§ **Goal**
Copy out every line of the entries below, requests included, shifting each x and y coordinate in the answers up by 94 and leaving the coordinates in the requests' format samples unchanged.

+ + +

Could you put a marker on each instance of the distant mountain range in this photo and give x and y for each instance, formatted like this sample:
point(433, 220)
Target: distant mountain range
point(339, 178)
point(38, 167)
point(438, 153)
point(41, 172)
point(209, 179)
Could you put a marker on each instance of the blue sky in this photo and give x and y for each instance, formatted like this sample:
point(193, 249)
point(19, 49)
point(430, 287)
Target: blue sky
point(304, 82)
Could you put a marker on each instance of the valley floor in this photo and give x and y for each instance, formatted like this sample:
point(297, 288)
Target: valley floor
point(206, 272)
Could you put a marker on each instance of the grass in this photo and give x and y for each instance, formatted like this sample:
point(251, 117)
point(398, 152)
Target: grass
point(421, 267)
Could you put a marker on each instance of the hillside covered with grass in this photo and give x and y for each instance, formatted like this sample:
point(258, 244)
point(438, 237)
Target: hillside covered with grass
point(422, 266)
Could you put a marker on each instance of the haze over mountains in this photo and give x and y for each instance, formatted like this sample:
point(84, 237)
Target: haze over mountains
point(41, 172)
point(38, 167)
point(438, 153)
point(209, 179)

+ + +

§ **Final answer**
Could you put a marker on each instance of the distant mountain range in this photo and give x and y for each instance, formatted like this sample:
point(433, 220)
Target: distant mountain range
point(433, 272)
point(132, 261)
point(532, 247)
point(135, 266)
point(303, 273)
Could you put a marker on each instance of the blue sky in this photo and give x and y for each instance, formatted like this sample:
point(193, 249)
point(19, 49)
point(430, 287)
Target: blue sky
point(398, 176)
Could you put a marker on each instance of the valley floor in this photo and give x and y for each instance, formatted like this sample:
point(297, 288)
Target: valley floor
point(300, 366)
Could you put a marker on each instance of the grass in this photo and give x and y for each instance, formatted like this sample:
point(251, 117)
point(398, 152)
Target: grass
point(515, 361)
Could you put a marker on each instance of the hillside covered with grass in this photo and give x and y for each instance, formatted like this sample:
point(258, 244)
point(438, 237)
Target: hillside covered with grass
point(516, 360)
Could you put a marker on each instance of the haze over mountains in this photo and give x and y for each instance, formatted like this sample:
point(84, 237)
Target: haze over mountains
point(135, 266)
point(132, 261)
point(532, 247)
point(303, 273)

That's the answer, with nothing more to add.